● Recorded information
++++++++++++++++++++
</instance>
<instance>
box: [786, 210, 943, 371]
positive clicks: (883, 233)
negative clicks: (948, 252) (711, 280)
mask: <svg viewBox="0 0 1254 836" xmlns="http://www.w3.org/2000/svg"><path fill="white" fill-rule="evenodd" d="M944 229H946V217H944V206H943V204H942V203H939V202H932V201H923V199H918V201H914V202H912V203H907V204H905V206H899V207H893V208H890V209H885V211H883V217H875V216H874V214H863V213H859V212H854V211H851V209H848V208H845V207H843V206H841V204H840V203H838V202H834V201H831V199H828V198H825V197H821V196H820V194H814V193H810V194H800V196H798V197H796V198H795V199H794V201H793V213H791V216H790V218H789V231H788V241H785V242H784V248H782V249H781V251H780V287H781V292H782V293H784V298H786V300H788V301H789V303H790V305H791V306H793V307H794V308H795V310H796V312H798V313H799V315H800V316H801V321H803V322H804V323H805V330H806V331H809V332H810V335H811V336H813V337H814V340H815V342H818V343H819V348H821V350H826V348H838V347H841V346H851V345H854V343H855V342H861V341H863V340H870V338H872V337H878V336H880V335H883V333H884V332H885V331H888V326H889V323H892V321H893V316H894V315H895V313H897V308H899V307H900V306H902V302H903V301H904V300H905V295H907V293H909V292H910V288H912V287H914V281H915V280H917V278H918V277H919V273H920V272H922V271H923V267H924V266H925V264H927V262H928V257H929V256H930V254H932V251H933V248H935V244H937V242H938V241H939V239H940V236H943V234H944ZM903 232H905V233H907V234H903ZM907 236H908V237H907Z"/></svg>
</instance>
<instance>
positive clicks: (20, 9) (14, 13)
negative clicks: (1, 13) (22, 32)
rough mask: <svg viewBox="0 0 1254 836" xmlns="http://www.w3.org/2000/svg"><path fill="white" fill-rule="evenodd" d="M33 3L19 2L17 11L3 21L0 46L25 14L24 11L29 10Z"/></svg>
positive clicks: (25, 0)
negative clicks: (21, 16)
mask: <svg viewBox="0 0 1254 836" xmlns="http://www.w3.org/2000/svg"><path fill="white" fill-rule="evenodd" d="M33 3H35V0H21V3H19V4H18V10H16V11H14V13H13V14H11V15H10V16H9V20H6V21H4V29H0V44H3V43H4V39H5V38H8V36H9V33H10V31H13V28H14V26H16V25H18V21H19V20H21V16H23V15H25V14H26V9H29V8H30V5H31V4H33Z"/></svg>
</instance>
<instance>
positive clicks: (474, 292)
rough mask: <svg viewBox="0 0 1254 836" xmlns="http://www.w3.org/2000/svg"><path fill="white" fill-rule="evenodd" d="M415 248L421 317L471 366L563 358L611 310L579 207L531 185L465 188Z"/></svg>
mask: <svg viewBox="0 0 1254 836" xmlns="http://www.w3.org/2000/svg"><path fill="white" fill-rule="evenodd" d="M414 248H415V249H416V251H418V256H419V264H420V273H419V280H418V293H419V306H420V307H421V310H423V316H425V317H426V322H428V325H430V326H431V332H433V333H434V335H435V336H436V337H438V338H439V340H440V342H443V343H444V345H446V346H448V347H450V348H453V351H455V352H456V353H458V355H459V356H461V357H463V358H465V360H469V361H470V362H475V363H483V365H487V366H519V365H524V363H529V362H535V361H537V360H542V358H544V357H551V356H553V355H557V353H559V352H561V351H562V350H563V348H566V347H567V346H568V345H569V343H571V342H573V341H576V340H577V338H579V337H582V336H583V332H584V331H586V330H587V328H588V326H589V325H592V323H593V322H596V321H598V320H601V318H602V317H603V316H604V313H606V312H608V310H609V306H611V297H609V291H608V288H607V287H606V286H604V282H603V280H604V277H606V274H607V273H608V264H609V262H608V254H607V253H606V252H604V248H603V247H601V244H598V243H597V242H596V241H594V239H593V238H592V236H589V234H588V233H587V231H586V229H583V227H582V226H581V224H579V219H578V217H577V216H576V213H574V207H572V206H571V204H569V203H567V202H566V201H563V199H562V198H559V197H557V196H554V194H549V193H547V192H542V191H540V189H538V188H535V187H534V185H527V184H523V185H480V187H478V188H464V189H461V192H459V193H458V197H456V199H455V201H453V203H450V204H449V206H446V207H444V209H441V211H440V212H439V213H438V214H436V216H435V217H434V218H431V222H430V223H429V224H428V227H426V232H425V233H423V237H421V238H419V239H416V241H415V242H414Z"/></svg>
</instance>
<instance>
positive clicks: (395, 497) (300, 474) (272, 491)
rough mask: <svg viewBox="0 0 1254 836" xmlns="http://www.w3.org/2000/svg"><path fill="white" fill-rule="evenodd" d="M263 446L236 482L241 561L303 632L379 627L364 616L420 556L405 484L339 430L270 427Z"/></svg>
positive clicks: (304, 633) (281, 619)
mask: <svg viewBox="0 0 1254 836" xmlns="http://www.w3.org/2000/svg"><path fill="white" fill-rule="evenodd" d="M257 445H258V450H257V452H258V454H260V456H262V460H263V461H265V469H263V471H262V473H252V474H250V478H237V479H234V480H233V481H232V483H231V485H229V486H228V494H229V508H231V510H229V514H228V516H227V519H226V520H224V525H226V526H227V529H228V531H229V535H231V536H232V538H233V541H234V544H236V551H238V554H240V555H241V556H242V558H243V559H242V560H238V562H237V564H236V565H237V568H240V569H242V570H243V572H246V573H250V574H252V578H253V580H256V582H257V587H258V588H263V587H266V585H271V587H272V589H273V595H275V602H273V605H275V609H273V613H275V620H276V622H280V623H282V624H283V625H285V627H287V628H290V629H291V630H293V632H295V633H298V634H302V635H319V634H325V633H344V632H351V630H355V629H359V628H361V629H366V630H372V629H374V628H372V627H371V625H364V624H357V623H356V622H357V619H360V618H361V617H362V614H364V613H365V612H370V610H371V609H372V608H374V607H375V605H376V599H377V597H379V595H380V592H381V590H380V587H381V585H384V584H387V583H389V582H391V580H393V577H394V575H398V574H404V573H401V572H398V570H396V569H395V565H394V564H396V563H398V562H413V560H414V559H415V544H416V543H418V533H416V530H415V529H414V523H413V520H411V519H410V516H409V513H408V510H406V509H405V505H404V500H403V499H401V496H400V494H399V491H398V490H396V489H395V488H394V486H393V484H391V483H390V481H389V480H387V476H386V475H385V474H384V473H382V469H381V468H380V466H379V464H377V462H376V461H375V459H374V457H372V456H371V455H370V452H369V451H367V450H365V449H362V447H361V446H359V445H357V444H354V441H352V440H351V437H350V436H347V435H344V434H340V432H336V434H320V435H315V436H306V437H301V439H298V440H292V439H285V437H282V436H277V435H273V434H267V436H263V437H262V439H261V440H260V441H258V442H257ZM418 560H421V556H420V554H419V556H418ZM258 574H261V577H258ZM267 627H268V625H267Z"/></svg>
++++++++++++++++++++
Please give all the entries above again, exactly as they stand.

</instance>
<instance>
box: [786, 210, 943, 371]
positive clicks: (883, 233)
negative clicks: (948, 252) (711, 280)
mask: <svg viewBox="0 0 1254 836" xmlns="http://www.w3.org/2000/svg"><path fill="white" fill-rule="evenodd" d="M944 229H946V217H944V206H943V204H942V203H939V202H932V201H923V199H918V201H914V202H912V203H907V204H905V206H899V207H893V208H890V209H885V211H883V217H875V216H874V214H863V213H859V212H854V211H851V209H848V208H845V207H843V206H841V204H840V203H838V202H834V201H831V199H828V198H825V197H821V196H820V194H814V193H810V194H800V196H798V197H796V198H795V199H794V201H793V213H791V216H790V218H789V231H788V241H785V242H784V248H782V249H781V251H780V287H781V292H782V293H784V298H786V300H788V301H789V303H790V305H791V306H793V307H794V308H795V310H796V312H798V313H799V315H800V316H801V321H803V322H804V323H805V330H806V331H809V332H810V335H811V336H813V337H814V340H815V342H818V343H819V348H821V350H826V348H838V347H841V346H851V345H854V343H855V342H861V341H863V340H870V338H872V337H878V336H880V335H883V333H884V332H885V331H888V326H889V323H892V321H893V316H894V315H895V313H897V308H899V307H900V306H902V302H903V301H904V300H905V295H907V293H909V292H910V288H912V287H914V281H915V280H917V278H918V277H919V273H920V272H922V271H923V267H924V266H925V264H927V262H928V257H929V256H930V254H932V251H933V248H935V244H937V242H938V241H939V239H940V236H943V234H944ZM903 232H905V233H907V234H903ZM907 236H908V237H907Z"/></svg>
</instance>
<instance>
positive clicks: (20, 9) (14, 13)
negative clicks: (1, 13) (22, 32)
rough mask: <svg viewBox="0 0 1254 836" xmlns="http://www.w3.org/2000/svg"><path fill="white" fill-rule="evenodd" d="M33 3L19 2L17 11L3 21L0 46L25 14L24 11L29 10Z"/></svg>
positive clicks: (25, 0)
negative clicks: (21, 16)
mask: <svg viewBox="0 0 1254 836" xmlns="http://www.w3.org/2000/svg"><path fill="white" fill-rule="evenodd" d="M33 3H35V0H21V3H19V4H18V10H16V11H14V13H13V14H11V15H10V16H9V20H6V21H4V29H0V44H3V43H4V39H5V38H8V36H9V33H10V31H13V28H14V26H16V25H18V21H19V20H21V16H23V15H25V14H26V9H29V8H30V5H31V4H33Z"/></svg>
</instance>
<instance>
positive clicks: (474, 292)
rough mask: <svg viewBox="0 0 1254 836" xmlns="http://www.w3.org/2000/svg"><path fill="white" fill-rule="evenodd" d="M415 248L421 317L471 366L563 358L611 310L579 207L531 185L465 188Z"/></svg>
mask: <svg viewBox="0 0 1254 836" xmlns="http://www.w3.org/2000/svg"><path fill="white" fill-rule="evenodd" d="M414 248H415V249H416V251H418V256H419V264H420V273H419V280H418V293H419V306H420V307H421V310H423V316H425V317H426V322H428V325H430V326H431V332H433V333H434V335H435V336H436V337H438V338H439V340H440V342H443V343H444V345H446V346H448V347H450V348H453V351H455V352H456V353H458V355H459V356H461V357H463V358H465V360H469V361H470V362H475V363H483V365H487V366H519V365H524V363H529V362H535V361H537V360H542V358H544V357H551V356H553V355H557V353H559V352H561V351H562V350H563V348H566V347H567V346H568V345H569V343H571V342H573V341H576V340H577V338H579V337H582V336H583V332H584V331H586V330H587V328H588V326H589V325H592V323H593V322H596V321H598V320H601V318H602V317H603V316H604V313H606V312H608V310H609V306H611V297H609V291H608V288H607V287H606V286H604V282H603V280H604V277H606V274H607V273H608V264H609V262H608V254H607V253H606V252H604V248H603V247H601V244H598V243H597V242H596V241H594V239H593V238H592V236H589V234H588V233H587V231H586V229H583V227H582V226H581V224H579V219H578V217H577V216H576V213H574V207H572V206H571V204H569V203H567V202H566V201H563V199H562V198H559V197H557V196H554V194H549V193H547V192H542V191H540V189H538V188H535V187H534V185H527V184H523V185H480V187H478V188H464V189H461V192H459V193H458V197H456V199H455V201H453V203H450V204H449V206H446V207H444V209H441V211H440V212H439V213H438V214H436V216H435V217H434V218H431V222H430V223H429V224H428V227H426V232H425V233H423V237H421V238H419V239H416V241H415V242H414Z"/></svg>
</instance>
<instance>
positive clicks: (395, 497) (300, 474) (272, 491)
rough mask: <svg viewBox="0 0 1254 836" xmlns="http://www.w3.org/2000/svg"><path fill="white" fill-rule="evenodd" d="M263 446L236 482L241 561L303 632L379 627L364 616L420 556L405 484L339 430L270 427Z"/></svg>
positive clicks: (304, 633) (281, 619)
mask: <svg viewBox="0 0 1254 836" xmlns="http://www.w3.org/2000/svg"><path fill="white" fill-rule="evenodd" d="M257 445H258V450H257V452H258V454H260V456H262V460H263V461H265V469H263V471H262V473H252V474H250V478H237V479H234V480H233V481H232V483H231V485H229V486H228V494H229V508H231V510H229V514H228V516H227V519H226V520H224V525H226V526H227V529H228V531H229V535H231V536H232V538H233V541H234V544H236V551H238V554H240V555H241V556H242V558H243V559H242V560H238V562H237V564H236V565H237V568H240V569H242V570H243V572H246V573H250V574H252V578H253V580H256V582H257V587H258V588H263V587H266V585H271V587H272V589H273V595H275V602H273V605H275V609H273V613H275V620H276V622H280V623H282V624H283V625H285V627H287V628H290V629H291V630H293V632H295V633H298V634H302V635H319V634H325V633H344V632H351V630H355V629H359V628H361V629H366V630H372V629H374V628H372V627H371V625H364V624H357V623H356V622H357V619H360V618H361V617H362V614H364V613H365V612H370V610H371V609H372V608H374V607H375V605H376V599H377V597H379V595H380V592H381V590H380V587H381V585H384V584H387V583H389V582H391V580H393V577H394V575H398V574H404V573H401V572H398V570H396V569H395V565H394V564H396V563H398V562H413V560H414V559H415V544H416V543H418V533H416V530H415V529H414V523H413V520H411V519H410V516H409V513H408V510H406V509H405V505H404V500H403V499H401V496H400V494H399V491H398V490H396V489H395V488H394V486H393V484H391V483H390V481H389V480H387V476H386V475H385V474H384V473H382V469H381V468H380V466H379V464H377V462H376V461H375V459H374V457H372V456H371V455H370V452H369V451H367V450H365V449H362V447H361V446H359V445H357V444H354V441H352V440H351V437H350V436H347V435H344V434H340V432H336V434H320V435H315V436H306V437H301V439H298V440H292V439H285V437H282V436H277V435H273V434H267V436H263V437H262V439H261V440H260V441H258V442H257ZM418 560H421V556H420V554H419V556H418ZM258 574H261V577H258ZM267 627H268V625H267Z"/></svg>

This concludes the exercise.